* [WHAT THE EXERCISE ASKS]: Copy the listing below, from the line containing "of the shrub" through the end, with "shrub" replaced by "bush" and nothing else changed.

* begin *

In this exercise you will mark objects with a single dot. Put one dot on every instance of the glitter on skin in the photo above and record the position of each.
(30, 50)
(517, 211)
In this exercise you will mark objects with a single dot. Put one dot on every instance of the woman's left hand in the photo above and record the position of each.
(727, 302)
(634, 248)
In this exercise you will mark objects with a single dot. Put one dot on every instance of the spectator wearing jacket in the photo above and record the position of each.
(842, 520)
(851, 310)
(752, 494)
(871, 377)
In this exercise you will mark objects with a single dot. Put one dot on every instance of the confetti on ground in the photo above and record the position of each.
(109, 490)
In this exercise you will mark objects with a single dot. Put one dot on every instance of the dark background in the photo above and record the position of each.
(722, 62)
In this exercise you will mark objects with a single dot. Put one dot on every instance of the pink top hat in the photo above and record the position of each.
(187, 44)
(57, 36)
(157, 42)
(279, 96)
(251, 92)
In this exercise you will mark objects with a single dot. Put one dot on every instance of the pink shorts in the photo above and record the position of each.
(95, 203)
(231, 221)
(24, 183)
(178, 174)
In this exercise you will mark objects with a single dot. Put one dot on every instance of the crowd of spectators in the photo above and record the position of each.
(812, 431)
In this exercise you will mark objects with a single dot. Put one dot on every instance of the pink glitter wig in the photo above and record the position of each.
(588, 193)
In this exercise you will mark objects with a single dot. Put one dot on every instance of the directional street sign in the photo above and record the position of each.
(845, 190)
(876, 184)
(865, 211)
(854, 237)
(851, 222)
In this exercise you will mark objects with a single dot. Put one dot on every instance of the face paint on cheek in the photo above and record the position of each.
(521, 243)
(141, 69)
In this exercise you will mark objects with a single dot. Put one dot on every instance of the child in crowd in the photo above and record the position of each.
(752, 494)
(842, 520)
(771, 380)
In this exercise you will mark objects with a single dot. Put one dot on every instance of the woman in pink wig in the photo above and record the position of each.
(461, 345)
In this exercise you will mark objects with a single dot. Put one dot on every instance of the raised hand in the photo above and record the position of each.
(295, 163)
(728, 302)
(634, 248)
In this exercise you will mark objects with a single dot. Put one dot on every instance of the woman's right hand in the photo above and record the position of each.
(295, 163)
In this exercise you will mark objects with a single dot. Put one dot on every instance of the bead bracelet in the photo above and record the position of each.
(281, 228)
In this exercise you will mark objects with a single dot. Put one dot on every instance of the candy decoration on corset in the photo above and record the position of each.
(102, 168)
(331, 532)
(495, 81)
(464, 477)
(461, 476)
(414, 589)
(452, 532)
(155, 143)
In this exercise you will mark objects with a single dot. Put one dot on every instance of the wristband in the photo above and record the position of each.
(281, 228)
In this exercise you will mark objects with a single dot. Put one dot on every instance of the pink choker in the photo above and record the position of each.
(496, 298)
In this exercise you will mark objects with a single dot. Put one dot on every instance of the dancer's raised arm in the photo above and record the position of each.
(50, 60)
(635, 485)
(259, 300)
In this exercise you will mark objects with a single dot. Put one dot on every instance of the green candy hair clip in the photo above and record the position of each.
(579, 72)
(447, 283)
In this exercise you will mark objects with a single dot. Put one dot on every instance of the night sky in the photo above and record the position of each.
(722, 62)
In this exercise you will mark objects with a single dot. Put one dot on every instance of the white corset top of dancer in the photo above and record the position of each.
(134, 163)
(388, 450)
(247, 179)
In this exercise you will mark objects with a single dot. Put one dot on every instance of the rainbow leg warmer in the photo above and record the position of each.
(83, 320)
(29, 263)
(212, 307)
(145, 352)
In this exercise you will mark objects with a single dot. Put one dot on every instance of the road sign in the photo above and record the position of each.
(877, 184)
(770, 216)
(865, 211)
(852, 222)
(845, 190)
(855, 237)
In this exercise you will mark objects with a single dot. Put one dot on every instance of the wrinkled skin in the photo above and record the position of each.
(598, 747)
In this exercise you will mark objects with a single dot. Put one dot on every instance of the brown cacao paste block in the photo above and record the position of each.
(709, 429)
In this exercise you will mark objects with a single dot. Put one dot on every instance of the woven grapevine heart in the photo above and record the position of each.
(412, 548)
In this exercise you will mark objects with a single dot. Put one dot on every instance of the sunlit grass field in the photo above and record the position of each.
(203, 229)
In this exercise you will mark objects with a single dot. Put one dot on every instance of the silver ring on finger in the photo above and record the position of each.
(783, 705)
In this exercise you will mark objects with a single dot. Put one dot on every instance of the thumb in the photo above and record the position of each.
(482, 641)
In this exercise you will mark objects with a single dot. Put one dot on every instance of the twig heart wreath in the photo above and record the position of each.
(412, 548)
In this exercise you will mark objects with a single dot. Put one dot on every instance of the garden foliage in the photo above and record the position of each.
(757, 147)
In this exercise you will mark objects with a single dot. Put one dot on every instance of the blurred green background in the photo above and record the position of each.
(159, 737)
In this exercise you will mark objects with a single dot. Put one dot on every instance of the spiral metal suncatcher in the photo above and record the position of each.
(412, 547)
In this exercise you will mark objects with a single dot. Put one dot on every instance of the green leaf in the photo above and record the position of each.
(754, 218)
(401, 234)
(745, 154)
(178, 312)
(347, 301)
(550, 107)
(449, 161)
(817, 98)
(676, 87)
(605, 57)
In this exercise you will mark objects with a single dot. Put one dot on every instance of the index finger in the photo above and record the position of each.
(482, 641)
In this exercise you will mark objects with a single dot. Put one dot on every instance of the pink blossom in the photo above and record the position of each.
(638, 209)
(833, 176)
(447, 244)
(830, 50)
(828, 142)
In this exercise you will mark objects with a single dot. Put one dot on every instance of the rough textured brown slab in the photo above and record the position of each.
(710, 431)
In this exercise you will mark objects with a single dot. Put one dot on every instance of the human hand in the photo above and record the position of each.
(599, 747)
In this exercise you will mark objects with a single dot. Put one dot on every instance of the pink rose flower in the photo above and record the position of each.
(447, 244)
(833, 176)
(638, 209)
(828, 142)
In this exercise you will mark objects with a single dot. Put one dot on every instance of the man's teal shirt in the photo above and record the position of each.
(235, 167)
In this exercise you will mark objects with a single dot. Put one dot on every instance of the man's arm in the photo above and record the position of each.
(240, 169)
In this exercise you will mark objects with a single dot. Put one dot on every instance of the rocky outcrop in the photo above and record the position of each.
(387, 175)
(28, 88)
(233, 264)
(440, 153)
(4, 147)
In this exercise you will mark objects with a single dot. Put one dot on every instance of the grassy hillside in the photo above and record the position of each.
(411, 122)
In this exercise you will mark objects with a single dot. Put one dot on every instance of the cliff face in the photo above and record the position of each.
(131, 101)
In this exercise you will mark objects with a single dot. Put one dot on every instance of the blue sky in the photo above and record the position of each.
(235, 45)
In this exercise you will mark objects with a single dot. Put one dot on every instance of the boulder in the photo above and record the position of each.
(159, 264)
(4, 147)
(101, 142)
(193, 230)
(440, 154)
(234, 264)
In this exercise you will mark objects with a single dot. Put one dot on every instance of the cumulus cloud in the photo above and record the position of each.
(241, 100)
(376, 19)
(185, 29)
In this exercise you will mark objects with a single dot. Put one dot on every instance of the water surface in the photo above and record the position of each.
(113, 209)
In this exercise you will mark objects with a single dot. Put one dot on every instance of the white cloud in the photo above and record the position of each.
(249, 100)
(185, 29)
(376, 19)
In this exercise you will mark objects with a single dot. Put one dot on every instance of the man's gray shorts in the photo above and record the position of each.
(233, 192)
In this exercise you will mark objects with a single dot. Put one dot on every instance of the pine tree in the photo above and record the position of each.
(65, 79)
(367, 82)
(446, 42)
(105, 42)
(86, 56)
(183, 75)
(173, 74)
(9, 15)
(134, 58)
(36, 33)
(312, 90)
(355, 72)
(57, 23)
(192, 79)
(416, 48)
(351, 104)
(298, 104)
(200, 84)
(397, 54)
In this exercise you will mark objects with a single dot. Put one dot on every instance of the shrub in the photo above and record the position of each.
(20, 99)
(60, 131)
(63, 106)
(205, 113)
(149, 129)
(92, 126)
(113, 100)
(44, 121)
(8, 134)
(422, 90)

* end *

* [OUTPUT FOR THIS TASK]:
In this exercise you will mark objects with a single dot. Put one dot on every instance of the bush in the photo above and record the position of each.
(20, 99)
(60, 131)
(63, 106)
(205, 113)
(149, 129)
(92, 126)
(113, 100)
(44, 121)
(8, 134)
(422, 90)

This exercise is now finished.